Stated task 1 -> Rewrite the part of the SageMaker AutoML walkthrough starting at "In the following" and ending at "default S3 bucket.", putting "storage bucket" wherever "S3 bucket" appears.

• • • • •

If you don’t want to change the quota, you can simply modify the value of the MAX_PARALLEL_JOBS variable in the script (for example, to 5).

  1. Each HPO job will complete a set of training job trials and indicate the model with optimal hyperparameters.
  2. Analyze the results and deploy the best-performing model.

This solution will incur costs in your AWS account. The cost of this solution will depend on the number and duration of HPO training jobs. As these increase, so will the cost. You can reduce costs by limiting training time and configuring TuningJobCompletionCriteriaConfig according to the instructions discussed later in this post. For pricing information, refer to Amazon SageMaker Pricing.

In the following sections, we discuss the notebook in more detail with code examples and the steps to analyze the results and select the best model.

Initial setup

Let’s start with running the Imports & Setup section in the custom-automl.ipynb notebook. It installs and imports all the required dependencies, instantiates a SageMaker session and client, and sets the default Region and S3 bucket for storing data.

Data preparation

Download the California Housing dataset and prepare it by running the Download Data section of the notebook. The dataset is split into training and testing data frames and uploaded to the SageMaker session default S3 bucket.

The entire dataset has 20,640 records and 9 columns in total, including the target. The goal is to predict the median value of a house (medianHouseValue column). The following screenshot shows the top rows of the dataset.

Top five rows of the California housing data frame showing the structure of the table

Training script template

The AutoML workflow in this post is based on scikit-learn preprocessing pipelines and algorithms. The aim is to generate a large combination of different preprocessing pipelines and algorithms to find the best-performing setup. Let’s start with creating a generic training script, which is persisted locally on the notebook instance. In this script, there are two empty comment blocks: one for injecting hyperparameters and the other for the preprocessing-model pipeline object. They will be injected dynamically for each preprocessing model candidate. The purpose of having one generic script is to keep the implementation DRY (don’t repeat yourself).

• • • • •

Stated task 2 -> Pick out each line of the records that contains the word "body".

Data for the task ->
• • • • •

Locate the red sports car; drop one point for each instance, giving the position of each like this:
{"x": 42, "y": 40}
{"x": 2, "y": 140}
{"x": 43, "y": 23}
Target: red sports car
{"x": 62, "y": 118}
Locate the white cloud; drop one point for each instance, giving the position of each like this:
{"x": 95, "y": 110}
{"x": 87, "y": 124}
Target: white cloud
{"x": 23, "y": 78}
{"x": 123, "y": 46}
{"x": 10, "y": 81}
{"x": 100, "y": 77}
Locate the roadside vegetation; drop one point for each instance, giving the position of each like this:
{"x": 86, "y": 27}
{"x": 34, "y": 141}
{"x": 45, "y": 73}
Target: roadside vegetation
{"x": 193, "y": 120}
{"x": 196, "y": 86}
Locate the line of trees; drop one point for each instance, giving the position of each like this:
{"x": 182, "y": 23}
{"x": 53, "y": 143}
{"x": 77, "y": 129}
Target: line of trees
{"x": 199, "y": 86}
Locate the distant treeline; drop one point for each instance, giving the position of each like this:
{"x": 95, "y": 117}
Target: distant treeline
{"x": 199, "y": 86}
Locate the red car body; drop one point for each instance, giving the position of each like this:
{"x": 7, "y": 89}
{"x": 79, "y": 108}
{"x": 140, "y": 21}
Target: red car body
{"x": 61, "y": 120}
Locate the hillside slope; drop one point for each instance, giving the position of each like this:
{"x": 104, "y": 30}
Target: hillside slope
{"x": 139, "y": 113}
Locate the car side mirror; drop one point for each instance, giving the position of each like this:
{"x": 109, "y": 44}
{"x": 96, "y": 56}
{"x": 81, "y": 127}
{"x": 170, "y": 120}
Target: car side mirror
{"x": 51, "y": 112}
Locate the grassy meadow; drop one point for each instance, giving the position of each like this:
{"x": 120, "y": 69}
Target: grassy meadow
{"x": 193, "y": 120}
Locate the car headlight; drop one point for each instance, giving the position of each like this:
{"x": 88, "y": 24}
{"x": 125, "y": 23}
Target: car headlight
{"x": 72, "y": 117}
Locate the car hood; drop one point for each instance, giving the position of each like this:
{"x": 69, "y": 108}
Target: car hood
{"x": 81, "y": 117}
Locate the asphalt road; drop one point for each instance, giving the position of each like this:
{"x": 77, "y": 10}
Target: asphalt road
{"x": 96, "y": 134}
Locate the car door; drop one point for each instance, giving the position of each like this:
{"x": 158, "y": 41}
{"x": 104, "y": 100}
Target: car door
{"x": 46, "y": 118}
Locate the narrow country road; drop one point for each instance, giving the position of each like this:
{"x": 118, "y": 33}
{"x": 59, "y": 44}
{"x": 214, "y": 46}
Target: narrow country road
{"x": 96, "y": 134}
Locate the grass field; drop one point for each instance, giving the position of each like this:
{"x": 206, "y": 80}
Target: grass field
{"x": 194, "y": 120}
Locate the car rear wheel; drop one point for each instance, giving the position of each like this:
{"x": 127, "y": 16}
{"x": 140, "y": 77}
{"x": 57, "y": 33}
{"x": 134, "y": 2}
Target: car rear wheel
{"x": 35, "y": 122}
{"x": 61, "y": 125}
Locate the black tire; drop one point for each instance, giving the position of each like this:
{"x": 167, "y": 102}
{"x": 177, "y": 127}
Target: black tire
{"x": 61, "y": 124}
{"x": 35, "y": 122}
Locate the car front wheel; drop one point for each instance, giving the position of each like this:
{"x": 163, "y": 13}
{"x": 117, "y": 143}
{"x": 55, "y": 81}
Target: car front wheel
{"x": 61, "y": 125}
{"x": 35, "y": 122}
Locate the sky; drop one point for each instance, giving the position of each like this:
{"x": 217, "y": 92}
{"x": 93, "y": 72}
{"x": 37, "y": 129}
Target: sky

• • • • •

Exercise output 1 ->
In the following sections, we discuss the notebook in more detail with code examples and the steps to analyze the results and select the best model.

Initial setup

Let’s start with running the Imports & Setup section in the custom-automl.ipynb notebook. It installs and imports all the required dependencies, instantiates a SageMaker session and client, and sets the default Region and storage bucket for storing data.

Data preparation

Download the California Housing dataset and prepare it by running the Download Data section of the notebook. The dataset is split into training and testing data frames and uploaded to the SageMaker session default storage bucket.

Exercise output 2 ->
Locate the red car body; drop one point for each instance, giving the position of each like this:
Target: red car body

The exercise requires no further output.